Copy out, character for character, the lines of the data below, starting with the line that contains "of the distant" and continuing through the end of the data.

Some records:
__________________________________________________
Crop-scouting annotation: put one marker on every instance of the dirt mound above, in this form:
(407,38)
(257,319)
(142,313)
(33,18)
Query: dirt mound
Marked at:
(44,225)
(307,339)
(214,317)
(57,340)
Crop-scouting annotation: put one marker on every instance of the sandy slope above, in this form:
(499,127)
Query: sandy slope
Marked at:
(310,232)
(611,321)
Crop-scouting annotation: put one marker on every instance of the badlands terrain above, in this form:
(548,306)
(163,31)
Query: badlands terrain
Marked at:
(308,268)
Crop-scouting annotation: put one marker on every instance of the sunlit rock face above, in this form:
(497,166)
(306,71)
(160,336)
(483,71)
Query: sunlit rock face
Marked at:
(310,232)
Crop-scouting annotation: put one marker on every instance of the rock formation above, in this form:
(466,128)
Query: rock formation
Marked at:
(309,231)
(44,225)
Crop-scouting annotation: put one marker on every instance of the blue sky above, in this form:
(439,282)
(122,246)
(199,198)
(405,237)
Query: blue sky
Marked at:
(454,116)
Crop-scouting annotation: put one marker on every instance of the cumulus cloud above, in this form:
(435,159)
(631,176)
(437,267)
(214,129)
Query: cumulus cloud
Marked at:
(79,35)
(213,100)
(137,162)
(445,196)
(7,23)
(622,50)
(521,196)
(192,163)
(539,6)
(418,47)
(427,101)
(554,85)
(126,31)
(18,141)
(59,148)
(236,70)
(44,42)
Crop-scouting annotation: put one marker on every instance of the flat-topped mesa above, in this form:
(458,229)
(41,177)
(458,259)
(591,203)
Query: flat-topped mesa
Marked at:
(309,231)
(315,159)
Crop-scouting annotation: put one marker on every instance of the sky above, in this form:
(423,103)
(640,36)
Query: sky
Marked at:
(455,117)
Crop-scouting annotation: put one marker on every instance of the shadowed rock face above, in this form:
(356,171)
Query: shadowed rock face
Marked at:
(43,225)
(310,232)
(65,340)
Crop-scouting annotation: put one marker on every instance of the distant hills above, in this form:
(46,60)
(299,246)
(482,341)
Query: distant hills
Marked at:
__________________________________________________
**Task solution**
Crop-scouting annotation: put one marker on every instance of the distant hills above, in this form:
(46,60)
(299,246)
(482,341)
Query: distant hills
Marked at:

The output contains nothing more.